■ **EXERCISE DESCRIPTION**
Convert the material below into a JSON list of strings, with one string for each line and no entries for blank lines.

■ **DATA FOR THIS EXERCISE**
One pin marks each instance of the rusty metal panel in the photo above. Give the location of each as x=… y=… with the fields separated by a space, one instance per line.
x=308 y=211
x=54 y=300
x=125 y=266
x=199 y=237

■ **OUTPUT FOR THIS TASK**
[
  "One pin marks each instance of the rusty metal panel in the photo above. Give the location of each as x=… y=… with the fields separated by a space, one instance per line.",
  "x=308 y=211",
  "x=54 y=300",
  "x=125 y=266",
  "x=199 y=237"
]